(EXERCISE AIM): Rewrite every line of the records below as a two-column Markdown table, with columns headed Row and Line. Omit blank lines.

----

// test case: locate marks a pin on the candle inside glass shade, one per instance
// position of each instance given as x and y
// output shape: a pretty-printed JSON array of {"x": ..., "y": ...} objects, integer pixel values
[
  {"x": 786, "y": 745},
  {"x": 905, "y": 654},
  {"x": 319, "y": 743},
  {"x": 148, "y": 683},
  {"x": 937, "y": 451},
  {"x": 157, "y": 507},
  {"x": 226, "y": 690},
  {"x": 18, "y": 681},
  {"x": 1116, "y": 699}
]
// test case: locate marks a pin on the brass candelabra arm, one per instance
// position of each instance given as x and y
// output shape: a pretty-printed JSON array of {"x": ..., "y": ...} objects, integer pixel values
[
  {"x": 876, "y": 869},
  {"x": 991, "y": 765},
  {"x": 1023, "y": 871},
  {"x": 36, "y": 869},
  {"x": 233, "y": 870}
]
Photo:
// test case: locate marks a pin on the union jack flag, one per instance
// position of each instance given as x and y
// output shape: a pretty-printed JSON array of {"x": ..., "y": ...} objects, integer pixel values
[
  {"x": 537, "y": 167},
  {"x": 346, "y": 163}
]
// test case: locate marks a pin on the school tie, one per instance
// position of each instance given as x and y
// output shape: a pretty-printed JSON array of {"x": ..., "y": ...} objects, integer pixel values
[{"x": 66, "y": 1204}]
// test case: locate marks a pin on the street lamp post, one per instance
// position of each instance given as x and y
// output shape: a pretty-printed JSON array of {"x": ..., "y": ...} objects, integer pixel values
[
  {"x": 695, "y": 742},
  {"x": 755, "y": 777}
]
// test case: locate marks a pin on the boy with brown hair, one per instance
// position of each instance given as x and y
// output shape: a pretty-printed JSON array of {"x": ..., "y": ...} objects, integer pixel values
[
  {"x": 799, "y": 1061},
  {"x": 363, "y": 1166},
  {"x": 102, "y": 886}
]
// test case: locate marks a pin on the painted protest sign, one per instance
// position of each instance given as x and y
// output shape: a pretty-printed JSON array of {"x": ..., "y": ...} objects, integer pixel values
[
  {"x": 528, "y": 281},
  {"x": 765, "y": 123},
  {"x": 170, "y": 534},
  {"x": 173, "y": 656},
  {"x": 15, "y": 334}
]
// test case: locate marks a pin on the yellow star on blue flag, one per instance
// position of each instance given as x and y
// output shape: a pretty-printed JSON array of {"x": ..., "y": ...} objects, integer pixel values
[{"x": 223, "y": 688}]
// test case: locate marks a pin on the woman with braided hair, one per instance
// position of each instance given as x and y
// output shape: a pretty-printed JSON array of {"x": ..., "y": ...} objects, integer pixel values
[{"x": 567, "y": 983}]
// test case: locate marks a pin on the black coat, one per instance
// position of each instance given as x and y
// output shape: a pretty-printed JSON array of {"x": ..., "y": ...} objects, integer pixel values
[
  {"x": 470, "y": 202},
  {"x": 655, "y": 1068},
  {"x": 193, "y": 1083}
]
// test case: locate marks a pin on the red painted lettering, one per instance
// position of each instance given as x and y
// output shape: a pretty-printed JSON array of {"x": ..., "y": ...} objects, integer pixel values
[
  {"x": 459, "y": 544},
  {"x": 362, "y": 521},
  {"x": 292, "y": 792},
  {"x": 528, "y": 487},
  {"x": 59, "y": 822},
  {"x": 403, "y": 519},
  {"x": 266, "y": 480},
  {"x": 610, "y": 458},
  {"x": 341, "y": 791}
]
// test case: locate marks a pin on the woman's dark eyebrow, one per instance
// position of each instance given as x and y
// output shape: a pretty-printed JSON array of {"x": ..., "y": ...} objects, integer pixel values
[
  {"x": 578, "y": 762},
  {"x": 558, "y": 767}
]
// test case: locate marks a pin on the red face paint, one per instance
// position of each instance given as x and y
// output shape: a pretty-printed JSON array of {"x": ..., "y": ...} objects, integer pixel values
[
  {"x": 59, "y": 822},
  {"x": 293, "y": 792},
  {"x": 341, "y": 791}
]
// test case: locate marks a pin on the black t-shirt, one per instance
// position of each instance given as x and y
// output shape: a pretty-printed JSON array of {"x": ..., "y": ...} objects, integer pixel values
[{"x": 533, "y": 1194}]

----

(FINISHED TASK):
| Row | Line |
|---|---|
| 1 | // test case: locate marks a pin on the candle inside glass shade, one per instance |
| 2 | // position of each instance given as x and y |
| 3 | // output shape: a pretty-printed JSON array of {"x": ..., "y": ...} objects, integer pixel values |
| 4 | [ |
| 5 |   {"x": 786, "y": 745}, |
| 6 |   {"x": 905, "y": 654}, |
| 7 |   {"x": 319, "y": 743}, |
| 8 |   {"x": 148, "y": 683}, |
| 9 |   {"x": 937, "y": 451}, |
| 10 |   {"x": 157, "y": 507}, |
| 11 |   {"x": 226, "y": 690}, |
| 12 |   {"x": 18, "y": 681}, |
| 13 |   {"x": 1116, "y": 699} |
| 14 | ] |
| 15 | // test case: locate marks a pin on the brass candelabra arm, one per instance |
| 16 | // position of each instance given as x and y |
| 17 | // output shape: a pretty-printed JSON array of {"x": ..., "y": ...} objects, integer pixel values |
| 18 | [ |
| 19 |   {"x": 876, "y": 869}, |
| 20 |   {"x": 991, "y": 765}, |
| 21 |   {"x": 1023, "y": 871}, |
| 22 |   {"x": 36, "y": 869}, |
| 23 |   {"x": 233, "y": 870} |
| 24 | ] |
| 25 | Photo: |
| 26 | // test case: locate marks a pin on the union jack flag, one per instance |
| 27 | // position of each instance given as x and y |
| 28 | // output shape: a pretty-printed JSON array of {"x": ..., "y": ...} objects, integer pixel values |
| 29 | [ |
| 30 |   {"x": 537, "y": 167}, |
| 31 |   {"x": 346, "y": 163} |
| 32 | ] |
| 33 | // test case: locate marks a pin on the school tie, one per instance |
| 34 | // position of each instance given as x and y |
| 35 | // output shape: a pretty-printed JSON array of {"x": ..., "y": ...} objects, integer pixel values |
| 36 | [{"x": 66, "y": 1204}] |
| 37 | // test case: locate marks a pin on the street lamp post, one per instance |
| 38 | // position of each instance given as x and y |
| 39 | // output shape: a pretty-printed JSON array of {"x": ..., "y": ...} objects, integer pixel values |
| 40 | [ |
| 41 |   {"x": 695, "y": 742}, |
| 42 |   {"x": 755, "y": 777} |
| 43 | ] |
| 44 | // test case: locate marks a pin on the boy with brown hair, one per instance |
| 45 | // position of each instance given as x and y |
| 46 | // output shape: a pretty-printed JSON array of {"x": ..., "y": ...} objects, integer pixel values |
| 47 | [ |
| 48 |   {"x": 799, "y": 1061}, |
| 49 |   {"x": 363, "y": 1166}, |
| 50 |   {"x": 102, "y": 886} |
| 51 | ] |
| 52 | // test case: locate marks a pin on the painted protest sign, one per instance |
| 53 | // position of each instance given as x and y |
| 54 | // output shape: a pretty-printed JSON array of {"x": ..., "y": ...} objects, integer pixel values |
| 55 | [ |
| 56 |   {"x": 528, "y": 281}, |
| 57 |   {"x": 765, "y": 123}, |
| 58 |   {"x": 170, "y": 534}, |
| 59 |   {"x": 173, "y": 656}, |
| 60 |   {"x": 15, "y": 334} |
| 61 | ] |
| 62 | // test case: locate marks a pin on the yellow star on blue flag, one per instance |
| 63 | // position of each instance given as x and y |
| 64 | // output shape: a pretty-printed JSON array of {"x": ..., "y": ...} objects, integer pixel values |
| 65 | [{"x": 223, "y": 688}] |
| 66 | // test case: locate marks a pin on the woman with braided hair, one per instance |
| 67 | // position of each instance given as x and y |
| 68 | // output shape: a pretty-printed JSON array of {"x": ..., "y": ...} objects, integer pixel values |
| 69 | [{"x": 567, "y": 983}] |
| 70 | // test case: locate marks a pin on the black coat, one per instance |
| 71 | // position of each instance given as x and y |
| 72 | // output shape: a pretty-printed JSON array of {"x": ..., "y": ...} objects, integer pixel values |
| 73 | [ |
| 74 |   {"x": 470, "y": 202}, |
| 75 |   {"x": 655, "y": 1068}, |
| 76 |   {"x": 193, "y": 1083} |
| 77 | ] |
| 78 | // test case: locate marks a pin on the red painted lettering, one per instance |
| 79 | // position of each instance given as x and y |
| 80 | // output shape: a pretty-printed JSON array of {"x": ..., "y": ...} objects, integer pixel values |
| 81 | [ |
| 82 |   {"x": 459, "y": 544}, |
| 83 |   {"x": 362, "y": 521}, |
| 84 |   {"x": 292, "y": 792}, |
| 85 |   {"x": 528, "y": 487}, |
| 86 |   {"x": 59, "y": 822}, |
| 87 |   {"x": 403, "y": 519}, |
| 88 |   {"x": 266, "y": 480}, |
| 89 |   {"x": 610, "y": 458}, |
| 90 |   {"x": 341, "y": 791} |
| 91 | ] |
| 92 | // test case: locate marks a pin on the woman's dark eyebrow, one per instance |
| 93 | // position of each instance given as x and y |
| 94 | // output shape: a pretty-printed JSON array of {"x": ..., "y": ...} objects, integer pixel values |
| 95 | [ |
| 96 |   {"x": 578, "y": 762}, |
| 97 |   {"x": 558, "y": 767} |
| 98 | ] |
| 99 | // test case: locate marks a pin on the red face paint, one per instance |
| 100 | // position of each instance given as x and y |
| 101 | // output shape: a pretty-printed JSON array of {"x": ..., "y": ...} objects, integer pixel values |
| 102 | [ |
| 103 |   {"x": 59, "y": 822}, |
| 104 |   {"x": 293, "y": 792}, |
| 105 |   {"x": 341, "y": 791} |
| 106 | ] |
| 107 | // test case: locate marks a pin on the black t-shirt, one per instance |
| 108 | // position of each instance given as x and y |
| 109 | // output shape: a pretty-printed JSON array of {"x": ..., "y": ...} objects, integer pixel values |
| 110 | [{"x": 533, "y": 1194}] |